- _WORK TO DO_
Retype all of the rows below without changing a single character.

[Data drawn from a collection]
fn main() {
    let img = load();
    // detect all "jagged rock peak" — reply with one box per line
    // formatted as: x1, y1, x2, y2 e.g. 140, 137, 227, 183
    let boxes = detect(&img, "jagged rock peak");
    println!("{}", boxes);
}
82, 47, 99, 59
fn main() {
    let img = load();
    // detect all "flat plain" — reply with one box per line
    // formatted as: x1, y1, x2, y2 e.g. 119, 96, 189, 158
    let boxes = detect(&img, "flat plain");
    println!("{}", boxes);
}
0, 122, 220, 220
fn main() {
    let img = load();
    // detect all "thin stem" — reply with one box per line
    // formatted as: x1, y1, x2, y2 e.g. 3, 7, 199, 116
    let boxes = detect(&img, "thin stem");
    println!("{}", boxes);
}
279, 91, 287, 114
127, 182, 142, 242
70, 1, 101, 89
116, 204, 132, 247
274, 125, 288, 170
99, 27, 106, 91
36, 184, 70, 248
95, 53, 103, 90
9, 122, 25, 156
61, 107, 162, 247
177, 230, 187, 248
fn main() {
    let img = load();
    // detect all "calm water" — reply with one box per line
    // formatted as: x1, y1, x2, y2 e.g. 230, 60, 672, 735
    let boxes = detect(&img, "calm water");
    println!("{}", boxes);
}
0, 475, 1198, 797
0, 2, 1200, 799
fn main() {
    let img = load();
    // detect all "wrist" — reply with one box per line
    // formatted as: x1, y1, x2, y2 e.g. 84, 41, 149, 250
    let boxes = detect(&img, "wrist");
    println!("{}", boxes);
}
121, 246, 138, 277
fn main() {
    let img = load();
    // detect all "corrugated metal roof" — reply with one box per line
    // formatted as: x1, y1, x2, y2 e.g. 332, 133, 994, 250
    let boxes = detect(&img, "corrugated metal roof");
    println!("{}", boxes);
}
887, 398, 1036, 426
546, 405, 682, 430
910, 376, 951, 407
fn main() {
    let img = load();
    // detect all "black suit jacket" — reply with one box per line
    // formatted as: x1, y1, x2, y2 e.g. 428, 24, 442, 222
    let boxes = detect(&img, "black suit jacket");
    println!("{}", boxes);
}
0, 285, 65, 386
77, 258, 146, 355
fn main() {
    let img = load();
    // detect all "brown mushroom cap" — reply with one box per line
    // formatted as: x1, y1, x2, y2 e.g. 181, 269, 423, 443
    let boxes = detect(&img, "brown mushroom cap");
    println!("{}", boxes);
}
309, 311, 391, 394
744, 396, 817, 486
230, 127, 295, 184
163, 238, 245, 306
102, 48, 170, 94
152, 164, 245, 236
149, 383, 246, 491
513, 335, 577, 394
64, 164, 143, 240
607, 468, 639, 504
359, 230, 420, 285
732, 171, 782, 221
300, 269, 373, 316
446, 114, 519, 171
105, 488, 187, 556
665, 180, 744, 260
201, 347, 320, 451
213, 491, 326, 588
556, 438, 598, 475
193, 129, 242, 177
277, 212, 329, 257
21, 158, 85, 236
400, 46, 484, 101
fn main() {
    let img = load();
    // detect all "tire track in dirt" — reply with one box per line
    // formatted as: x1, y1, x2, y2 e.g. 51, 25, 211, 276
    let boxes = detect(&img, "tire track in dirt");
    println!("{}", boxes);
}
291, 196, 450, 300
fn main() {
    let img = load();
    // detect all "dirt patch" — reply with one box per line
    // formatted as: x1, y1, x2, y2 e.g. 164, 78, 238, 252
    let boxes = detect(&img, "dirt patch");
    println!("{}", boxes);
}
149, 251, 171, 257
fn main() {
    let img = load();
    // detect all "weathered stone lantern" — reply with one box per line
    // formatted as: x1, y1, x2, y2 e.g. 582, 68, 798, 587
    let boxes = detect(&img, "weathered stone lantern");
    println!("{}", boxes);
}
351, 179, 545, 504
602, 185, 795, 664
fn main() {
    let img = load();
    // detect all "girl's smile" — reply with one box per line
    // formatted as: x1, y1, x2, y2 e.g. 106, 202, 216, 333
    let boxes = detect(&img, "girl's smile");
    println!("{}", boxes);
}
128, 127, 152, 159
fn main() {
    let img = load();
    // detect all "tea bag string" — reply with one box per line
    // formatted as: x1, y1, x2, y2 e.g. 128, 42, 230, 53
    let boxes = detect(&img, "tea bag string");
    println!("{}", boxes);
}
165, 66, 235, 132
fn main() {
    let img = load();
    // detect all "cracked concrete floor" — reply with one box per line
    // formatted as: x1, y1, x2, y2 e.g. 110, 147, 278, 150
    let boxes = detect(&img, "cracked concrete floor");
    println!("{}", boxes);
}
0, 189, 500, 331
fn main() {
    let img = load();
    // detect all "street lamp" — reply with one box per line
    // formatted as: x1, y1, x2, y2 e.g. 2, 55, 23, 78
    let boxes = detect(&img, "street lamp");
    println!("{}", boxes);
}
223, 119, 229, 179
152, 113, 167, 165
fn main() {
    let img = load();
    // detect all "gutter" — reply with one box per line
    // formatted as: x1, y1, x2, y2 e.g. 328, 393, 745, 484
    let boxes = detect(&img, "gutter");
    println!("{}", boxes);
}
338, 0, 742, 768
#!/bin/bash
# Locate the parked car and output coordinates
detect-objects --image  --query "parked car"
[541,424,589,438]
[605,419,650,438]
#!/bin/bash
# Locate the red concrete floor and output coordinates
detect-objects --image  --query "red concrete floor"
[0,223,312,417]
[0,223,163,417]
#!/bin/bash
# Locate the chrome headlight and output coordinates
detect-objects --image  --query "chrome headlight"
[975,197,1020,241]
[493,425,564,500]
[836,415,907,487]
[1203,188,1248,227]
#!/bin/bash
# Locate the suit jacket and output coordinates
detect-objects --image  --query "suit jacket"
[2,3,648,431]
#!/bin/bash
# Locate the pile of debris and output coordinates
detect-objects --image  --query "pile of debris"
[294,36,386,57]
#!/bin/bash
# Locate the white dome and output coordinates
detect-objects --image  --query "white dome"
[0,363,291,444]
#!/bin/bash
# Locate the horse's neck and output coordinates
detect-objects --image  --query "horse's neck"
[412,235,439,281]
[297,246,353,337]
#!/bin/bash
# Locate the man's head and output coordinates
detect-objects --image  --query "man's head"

- _COMPLETE OUTPUT_
fn main() {
    let img = load();
    // detect all "jagged rock peak" — reply with one box per line
    // formatted as: x1, y1, x2, y2 e.g. 140, 137, 227, 183
    let boxes = detect(&img, "jagged rock peak");
    println!("{}", boxes);
}
82, 47, 99, 59
fn main() {
    let img = load();
    // detect all "flat plain" — reply with one box per line
    // formatted as: x1, y1, x2, y2 e.g. 119, 96, 189, 158
    let boxes = detect(&img, "flat plain");
    println!("{}", boxes);
}
0, 122, 220, 220
fn main() {
    let img = load();
    // detect all "thin stem" — reply with one box per line
    // formatted as: x1, y1, x2, y2 e.g. 3, 7, 199, 116
    let boxes = detect(&img, "thin stem");
    println!("{}", boxes);
}
279, 91, 287, 114
127, 182, 142, 242
70, 1, 101, 89
116, 204, 132, 247
274, 125, 288, 170
99, 27, 106, 91
36, 184, 70, 248
95, 53, 103, 90
9, 122, 25, 156
61, 107, 162, 247
177, 230, 187, 248
fn main() {
    let img = load();
    // detect all "calm water" — reply with one box per line
    // formatted as: x1, y1, x2, y2 e.g. 230, 60, 672, 735
    let boxes = detect(&img, "calm water");
    println!("{}", boxes);
}
0, 475, 1198, 797
0, 2, 1200, 799
fn main() {
    let img = load();
    // detect all "wrist" — reply with one box per line
    // formatted as: x1, y1, x2, y2 e.g. 84, 41, 149, 250
    let boxes = detect(&img, "wrist");
    println!("{}", boxes);
}
121, 246, 138, 277
fn main() {
    let img = load();
    // detect all "corrugated metal roof" — reply with one box per line
    // formatted as: x1, y1, x2, y2 e.g. 332, 133, 994, 250
    let boxes = detect(&img, "corrugated metal roof");
    println!("{}", boxes);
}
887, 398, 1036, 426
546, 405, 682, 430
910, 376, 951, 407
fn main() {
    let img = load();
    // detect all "black suit jacket" — reply with one box per line
    // formatted as: x1, y1, x2, y2 e.g. 428, 24, 442, 222
    let boxes = detect(&img, "black suit jacket");
    println!("{}", boxes);
}
0, 285, 65, 386
77, 258, 146, 355
fn main() {
    let img = load();
    // detect all "brown mushroom cap" — reply with one box per line
    // formatted as: x1, y1, x2, y2 e.g. 181, 269, 423, 443
    let boxes = detect(&img, "brown mushroom cap");
    println!("{}", boxes);
}
309, 311, 391, 394
744, 396, 817, 486
230, 127, 295, 184
163, 238, 245, 306
102, 48, 170, 94
152, 164, 245, 236
149, 383, 246, 491
513, 335, 577, 394
64, 164, 143, 240
607, 468, 639, 504
359, 230, 420, 285
732, 171, 782, 221
300, 269, 373, 316
446, 114, 519, 171
105, 488, 187, 556
665, 180, 744, 260
201, 347, 320, 451
213, 491, 326, 588
556, 438, 598, 475
193, 129, 242, 177
277, 212, 329, 257
21, 158, 85, 236
400, 46, 484, 101
fn main() {
    let img = load();
    // detect all "tire track in dirt" — reply with one box per line
    // formatted as: x1, y1, x2, y2 e.g. 51, 25, 211, 276
    let boxes = detect(&img, "tire track in dirt");
    println!("{}", boxes);
}
291, 196, 450, 300
fn main() {
    let img = load();
    // detect all "dirt patch" — reply with one box per line
    // formatted as: x1, y1, x2, y2 e.g. 164, 78, 238, 252
    let boxes = detect(&img, "dirt patch");
    println!("{}", boxes);
}
149, 251, 171, 257
fn main() {
    let img = load();
    // detect all "weathered stone lantern" — reply with one box per line
    // formatted as: x1, y1, x2, y2 e.g. 582, 68, 798, 587
    let boxes = detect(&img, "weathered stone lantern");
    println!("{}", boxes);
}
351, 179, 545, 504
602, 185, 795, 664
fn main() {
    let img = load();
    // detect all "girl's smile" — reply with one box per line
    // formatted as: x1, y1, x2, y2 e.g. 106, 202, 216, 333
    let boxes = detect(&img, "girl's smile");
    println!("{}", boxes);
}
128, 127, 152, 159
fn main() {
    let img = load();
    // detect all "tea bag string" — reply with one box per line
    // formatted as: x1, y1, x2, y2 e.g. 128, 42, 230, 53
    let boxes = detect(&img, "tea bag string");
    println!("{}", boxes);
}
165, 66, 235, 132
fn main() {
    let img = load();
    // detect all "cracked concrete floor" — reply with one box per line
    // formatted as: x1, y1, x2, y2 e.g. 110, 147, 278, 150
    let boxes = detect(&img, "cracked concrete floor");
    println!("{}", boxes);
}
0, 189, 500, 331
fn main() {
    let img = load();
    // detect all "street lamp" — reply with one box per line
    // formatted as: x1, y1, x2, y2 e.g. 2, 55, 23, 78
    let boxes = detect(&img, "street lamp");
    println!("{}", boxes);
}
223, 119, 229, 179
152, 113, 167, 165
fn main() {
    let img = load();
    // detect all "gutter" — reply with one box per line
    // formatted as: x1, y1, x2, y2 e.g. 328, 393, 745, 484
    let boxes = detect(&img, "gutter");
    println!("{}", boxes);
}
338, 0, 742, 768
#!/bin/bash
# Locate the parked car and output coordinates
detect-objects --image  --query "parked car"
[541,424,589,438]
[605,419,650,438]
#!/bin/bash
# Locate the red concrete floor and output coordinates
detect-objects --image  --query "red concrete floor"
[0,223,312,417]
[0,223,163,417]
#!/bin/bash
# Locate the chrome headlight and output coordinates
detect-objects --image  --query "chrome headlight"
[975,197,1020,241]
[493,425,564,500]
[836,415,907,487]
[1203,188,1248,227]
#!/bin/bash
# Locate the suit jacket and output coordinates
detect-objects --image  --query "suit jacket"
[2,3,648,431]
#!/bin/bash
# Locate the pile of debris and output coordinates
detect-objects --image  --query "pile of debris"
[294,36,386,57]
#!/bin/bash
# Locate the white dome and output coordinates
detect-objects --image  --query "white dome"
[0,363,291,444]
#!/bin/bash
# Locate the horse's neck and output coordinates
detect-objects --image  --query "horse's neck"
[412,235,439,281]
[297,246,353,337]
#!/bin/bash
# Locate the man's head and output coordinates
detect-objects --image  --query "man's head"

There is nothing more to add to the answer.